Stored items

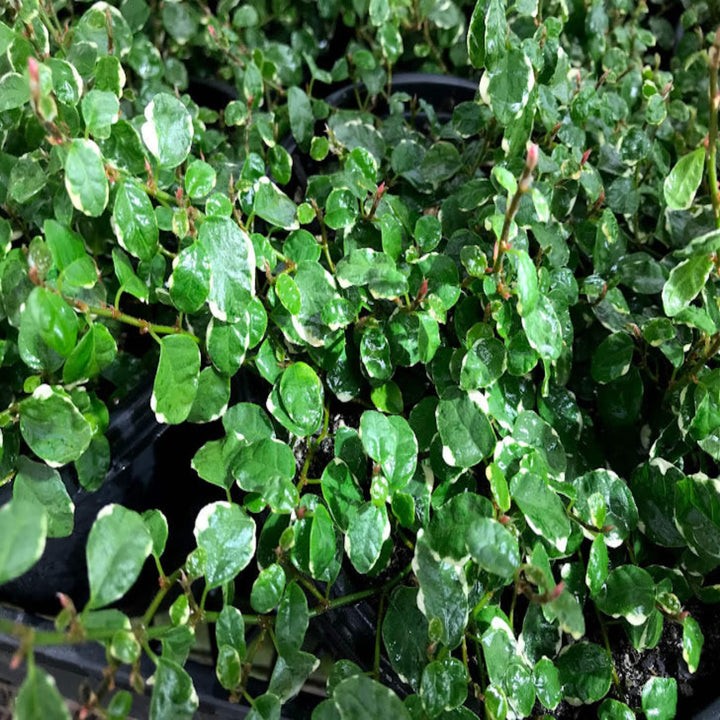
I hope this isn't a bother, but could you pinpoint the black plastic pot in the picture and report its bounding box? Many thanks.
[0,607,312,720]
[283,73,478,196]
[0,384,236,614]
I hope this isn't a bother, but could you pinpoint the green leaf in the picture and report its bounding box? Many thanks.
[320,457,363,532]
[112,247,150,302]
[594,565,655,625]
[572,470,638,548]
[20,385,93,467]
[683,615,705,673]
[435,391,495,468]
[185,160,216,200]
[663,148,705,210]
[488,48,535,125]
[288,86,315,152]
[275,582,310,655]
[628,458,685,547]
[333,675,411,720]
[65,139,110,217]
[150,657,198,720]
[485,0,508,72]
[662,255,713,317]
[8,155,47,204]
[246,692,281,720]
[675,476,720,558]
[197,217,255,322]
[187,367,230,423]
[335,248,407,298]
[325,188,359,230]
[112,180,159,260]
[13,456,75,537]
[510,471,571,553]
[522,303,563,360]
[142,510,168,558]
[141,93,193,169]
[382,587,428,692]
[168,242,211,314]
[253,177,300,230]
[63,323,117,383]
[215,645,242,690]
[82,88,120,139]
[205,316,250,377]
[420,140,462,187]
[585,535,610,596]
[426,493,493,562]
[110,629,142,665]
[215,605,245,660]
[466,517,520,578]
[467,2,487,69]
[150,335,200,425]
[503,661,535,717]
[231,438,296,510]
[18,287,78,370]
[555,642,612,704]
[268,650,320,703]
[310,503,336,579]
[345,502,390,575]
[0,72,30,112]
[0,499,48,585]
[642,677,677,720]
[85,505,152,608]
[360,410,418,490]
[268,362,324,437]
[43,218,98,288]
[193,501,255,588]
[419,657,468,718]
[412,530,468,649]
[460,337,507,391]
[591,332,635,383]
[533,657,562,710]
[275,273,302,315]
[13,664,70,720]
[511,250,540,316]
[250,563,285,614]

--

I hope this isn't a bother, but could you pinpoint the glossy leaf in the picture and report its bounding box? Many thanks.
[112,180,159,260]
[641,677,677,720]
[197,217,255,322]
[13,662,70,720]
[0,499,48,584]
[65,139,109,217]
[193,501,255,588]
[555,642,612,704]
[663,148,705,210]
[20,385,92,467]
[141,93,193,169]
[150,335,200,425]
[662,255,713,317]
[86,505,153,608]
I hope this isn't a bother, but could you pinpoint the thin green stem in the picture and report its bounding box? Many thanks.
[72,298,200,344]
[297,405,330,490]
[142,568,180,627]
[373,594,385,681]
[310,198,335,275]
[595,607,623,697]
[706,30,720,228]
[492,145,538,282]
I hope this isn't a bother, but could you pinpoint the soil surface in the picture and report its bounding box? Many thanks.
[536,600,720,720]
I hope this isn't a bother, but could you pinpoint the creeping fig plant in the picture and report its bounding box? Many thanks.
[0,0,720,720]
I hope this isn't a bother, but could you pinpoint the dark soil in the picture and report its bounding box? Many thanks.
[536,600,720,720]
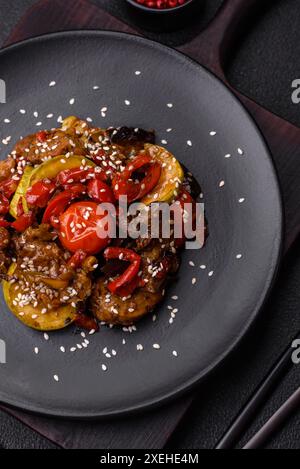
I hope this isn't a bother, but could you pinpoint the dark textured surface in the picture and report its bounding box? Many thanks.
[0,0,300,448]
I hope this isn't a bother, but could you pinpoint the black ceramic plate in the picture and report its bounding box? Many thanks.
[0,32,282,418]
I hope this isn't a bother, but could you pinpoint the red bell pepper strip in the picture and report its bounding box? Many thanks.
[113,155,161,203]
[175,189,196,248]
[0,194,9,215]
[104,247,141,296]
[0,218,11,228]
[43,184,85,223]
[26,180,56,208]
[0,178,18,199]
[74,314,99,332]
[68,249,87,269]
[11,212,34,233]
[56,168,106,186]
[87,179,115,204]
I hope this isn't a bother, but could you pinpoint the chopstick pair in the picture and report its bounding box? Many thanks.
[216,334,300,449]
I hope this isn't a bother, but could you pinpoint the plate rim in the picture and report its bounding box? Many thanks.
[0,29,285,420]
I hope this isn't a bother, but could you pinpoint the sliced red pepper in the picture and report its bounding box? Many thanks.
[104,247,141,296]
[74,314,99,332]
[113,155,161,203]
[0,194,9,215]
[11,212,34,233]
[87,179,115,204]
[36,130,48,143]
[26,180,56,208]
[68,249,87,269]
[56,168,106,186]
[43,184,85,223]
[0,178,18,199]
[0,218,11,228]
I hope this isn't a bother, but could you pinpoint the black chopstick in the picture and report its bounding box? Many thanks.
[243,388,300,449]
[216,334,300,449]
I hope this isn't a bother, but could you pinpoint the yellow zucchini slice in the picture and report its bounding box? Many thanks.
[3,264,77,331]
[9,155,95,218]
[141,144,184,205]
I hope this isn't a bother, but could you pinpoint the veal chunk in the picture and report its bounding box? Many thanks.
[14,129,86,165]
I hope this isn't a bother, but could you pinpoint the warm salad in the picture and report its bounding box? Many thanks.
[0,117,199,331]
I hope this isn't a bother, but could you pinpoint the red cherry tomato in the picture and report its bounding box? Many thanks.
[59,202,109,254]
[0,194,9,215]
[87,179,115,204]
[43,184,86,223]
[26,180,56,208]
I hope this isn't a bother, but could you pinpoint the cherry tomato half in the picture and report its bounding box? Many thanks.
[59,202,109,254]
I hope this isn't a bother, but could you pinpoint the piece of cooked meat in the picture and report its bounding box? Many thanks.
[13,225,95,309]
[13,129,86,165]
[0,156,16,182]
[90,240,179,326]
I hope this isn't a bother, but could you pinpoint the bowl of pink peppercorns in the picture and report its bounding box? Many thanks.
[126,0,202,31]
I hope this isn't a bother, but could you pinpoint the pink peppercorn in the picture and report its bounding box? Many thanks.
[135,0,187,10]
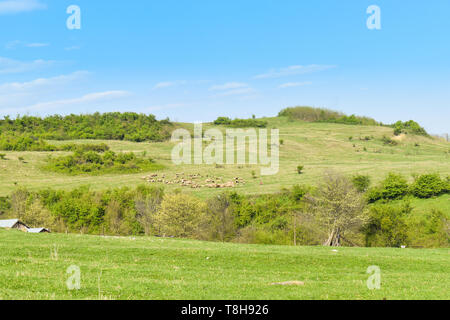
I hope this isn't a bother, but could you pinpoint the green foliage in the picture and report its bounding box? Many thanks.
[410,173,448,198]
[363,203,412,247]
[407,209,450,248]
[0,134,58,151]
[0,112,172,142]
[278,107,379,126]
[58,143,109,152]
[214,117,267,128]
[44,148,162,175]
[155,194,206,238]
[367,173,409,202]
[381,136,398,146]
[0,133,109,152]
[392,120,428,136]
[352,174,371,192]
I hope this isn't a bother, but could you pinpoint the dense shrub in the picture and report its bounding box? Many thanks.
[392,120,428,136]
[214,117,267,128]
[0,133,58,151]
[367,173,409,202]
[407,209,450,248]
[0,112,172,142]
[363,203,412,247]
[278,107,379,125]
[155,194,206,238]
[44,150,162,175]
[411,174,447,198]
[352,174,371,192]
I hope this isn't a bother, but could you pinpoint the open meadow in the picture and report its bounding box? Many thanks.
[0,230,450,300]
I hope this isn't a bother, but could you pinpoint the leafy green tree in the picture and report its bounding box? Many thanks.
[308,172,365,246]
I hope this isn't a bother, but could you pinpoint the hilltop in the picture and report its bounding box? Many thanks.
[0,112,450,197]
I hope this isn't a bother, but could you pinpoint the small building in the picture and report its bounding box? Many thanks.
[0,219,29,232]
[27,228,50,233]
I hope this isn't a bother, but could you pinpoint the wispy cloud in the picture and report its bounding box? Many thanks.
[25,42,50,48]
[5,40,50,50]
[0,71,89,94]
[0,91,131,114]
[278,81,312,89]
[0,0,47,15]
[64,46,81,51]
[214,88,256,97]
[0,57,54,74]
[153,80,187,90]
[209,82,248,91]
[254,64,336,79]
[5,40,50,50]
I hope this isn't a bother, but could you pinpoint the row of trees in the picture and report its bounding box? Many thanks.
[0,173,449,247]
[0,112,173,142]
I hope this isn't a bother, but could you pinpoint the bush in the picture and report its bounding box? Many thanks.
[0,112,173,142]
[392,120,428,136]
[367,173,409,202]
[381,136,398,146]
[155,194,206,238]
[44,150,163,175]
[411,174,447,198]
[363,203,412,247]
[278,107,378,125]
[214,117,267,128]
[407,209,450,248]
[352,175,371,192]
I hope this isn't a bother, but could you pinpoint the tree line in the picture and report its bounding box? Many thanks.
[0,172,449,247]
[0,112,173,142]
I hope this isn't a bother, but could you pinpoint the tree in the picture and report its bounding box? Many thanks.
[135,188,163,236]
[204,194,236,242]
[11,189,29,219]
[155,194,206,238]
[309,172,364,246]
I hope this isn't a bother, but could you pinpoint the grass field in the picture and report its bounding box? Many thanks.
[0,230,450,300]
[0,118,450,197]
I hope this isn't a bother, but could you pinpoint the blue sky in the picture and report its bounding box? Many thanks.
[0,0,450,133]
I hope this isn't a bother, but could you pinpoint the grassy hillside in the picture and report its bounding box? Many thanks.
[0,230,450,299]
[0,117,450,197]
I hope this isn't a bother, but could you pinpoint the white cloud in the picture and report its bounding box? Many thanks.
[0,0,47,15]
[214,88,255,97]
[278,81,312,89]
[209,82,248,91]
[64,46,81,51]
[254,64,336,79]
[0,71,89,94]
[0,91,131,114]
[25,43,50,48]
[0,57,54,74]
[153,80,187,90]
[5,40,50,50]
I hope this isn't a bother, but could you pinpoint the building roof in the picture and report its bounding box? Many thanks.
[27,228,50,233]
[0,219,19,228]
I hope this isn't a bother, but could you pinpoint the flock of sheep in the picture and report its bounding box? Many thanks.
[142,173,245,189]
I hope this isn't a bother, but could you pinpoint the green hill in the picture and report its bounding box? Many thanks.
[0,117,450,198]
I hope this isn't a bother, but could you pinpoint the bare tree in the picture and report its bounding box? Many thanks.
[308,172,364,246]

**WRITTEN INSTRUCTION:** Count the lines in the entries above that contain the word "dark", treating case as significant. Reply with the number only.

**RESPONSE TO THE EXERCISE:** 2